• **Given passage**:
┏━━
Liberty Factory – the untold story of Henry Kaiser’s Oregon Shipyards, Peter J Marsh

Liberty Factory – the untold story of Henry Kaiser’s Oregon Shipyards, Peter J Marsh

One of the most significant American contributions to the Allied victory in the Second World War was the massive increase in industrial output, which produced many of the weapons used by all of the Allied nations. A key part of that industrial effort was the construction of the Liberty and Victory ships, fairly simple, mass produced cargo ships that were produced in vast numbers – between them the combined production of the two types almost equalled the number of merchant ships lost in the entire battle of the Atlantic, and provided almost three times as much tonnage. Henry J. Kaiser’s seven shipyards on the west coast were the most efficient of the major yards involved in this effort, but his four California yards are more famous than the three ‘Oregon’ yards. 

The main focus is on the three Kaiser Ship Yards on the Columbia and Willamette Rivers, two in Oregon and despite the title one in Washington State. Of these three yards the Portland yard focused on the Liberty and Victory ships, the Swan Island yard on tankers, and the Vancouver yard on more military ships, producing the essential Landing Ships Tank and the Cassablanca class escort carriers. All three yards produced huge numbers of ships at ever increasing speed, and between them helped turn Portland into a major industrial city (at least for the duration of the war).

The book is split into three sections. Part I is a general history, looking at Kaiser’s career, the development of the Liberty Ship and Victory Ship and the three main yards. Part II looks at life in the Kaiser yards in more detail, picking out areas such as their old fashioned but simple to maintain steam engines or the effort to built a ship in ten days. Part III looks at the other war industries in the area, which included yet more ship builders!

Perhaps the most significant leason to emerge from this book is that the Kaiser yards didn’t achieve their impressive production rates simply by throwing money at the task, but also by putting a vast amount of effort into improving the efficiency of their work. Everyone was encouraged to submit ideas on how to make things more efficient, save materials or speed things up, and many of them were implemented. The Kaisers were also socially progressive, employing women and African Americans, often having to overcome opposition from the trade unions to do so. Even their decision to built a large childcare facility ran into opposition!
┗━━
• **Data shown**:
┏━━
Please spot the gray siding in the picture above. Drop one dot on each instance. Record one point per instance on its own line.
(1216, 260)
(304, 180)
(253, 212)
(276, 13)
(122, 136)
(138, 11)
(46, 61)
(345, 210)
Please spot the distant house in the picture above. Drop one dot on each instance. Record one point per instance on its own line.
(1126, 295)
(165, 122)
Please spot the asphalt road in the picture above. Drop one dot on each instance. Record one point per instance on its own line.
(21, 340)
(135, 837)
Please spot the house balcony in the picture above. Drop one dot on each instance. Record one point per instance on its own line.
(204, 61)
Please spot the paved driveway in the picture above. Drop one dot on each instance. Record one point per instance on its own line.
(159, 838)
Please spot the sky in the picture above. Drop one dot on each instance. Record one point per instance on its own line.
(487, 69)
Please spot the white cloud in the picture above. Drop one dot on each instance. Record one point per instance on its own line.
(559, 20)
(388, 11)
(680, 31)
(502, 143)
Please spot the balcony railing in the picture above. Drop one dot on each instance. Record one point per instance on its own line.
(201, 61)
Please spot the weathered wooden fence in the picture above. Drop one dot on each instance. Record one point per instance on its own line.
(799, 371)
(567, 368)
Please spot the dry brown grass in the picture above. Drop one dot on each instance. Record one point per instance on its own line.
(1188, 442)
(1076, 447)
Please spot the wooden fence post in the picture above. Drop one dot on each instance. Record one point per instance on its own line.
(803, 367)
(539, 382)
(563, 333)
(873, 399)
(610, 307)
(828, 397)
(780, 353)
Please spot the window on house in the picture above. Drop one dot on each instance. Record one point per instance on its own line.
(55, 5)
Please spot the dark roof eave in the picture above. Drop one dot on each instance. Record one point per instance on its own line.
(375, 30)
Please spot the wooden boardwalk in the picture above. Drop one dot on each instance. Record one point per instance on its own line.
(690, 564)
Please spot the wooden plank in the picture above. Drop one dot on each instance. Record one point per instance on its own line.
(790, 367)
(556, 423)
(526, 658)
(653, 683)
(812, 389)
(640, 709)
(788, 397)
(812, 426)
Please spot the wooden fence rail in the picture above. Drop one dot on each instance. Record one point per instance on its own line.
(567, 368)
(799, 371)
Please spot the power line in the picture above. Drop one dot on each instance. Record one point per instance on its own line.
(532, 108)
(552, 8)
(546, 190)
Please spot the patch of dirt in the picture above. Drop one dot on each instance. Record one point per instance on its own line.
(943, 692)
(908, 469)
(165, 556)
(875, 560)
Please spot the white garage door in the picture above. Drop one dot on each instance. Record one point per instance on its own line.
┗━━
• **Directions for this task**: Transcribe the part of the Liberty Factory review that opens with the words containing "The main focus" and closes with "of the war).". You won't need the records at all.

• **Exercise response**:
The main focus is on the three Kaiser Ship Yards on the Columbia and Willamette Rivers, two in Oregon and despite the title one in Washington State. Of these three yards the Portland yard focused on the Liberty and Victory ships, the Swan Island yard on tankers, and the Vancouver yard on more military ships, producing the essential Landing Ships Tank and the Cassablanca class escort carriers. All three yards produced huge numbers of ships at ever increasing speed, and between them helped turn Portland into a major industrial city (at least for the duration of the war).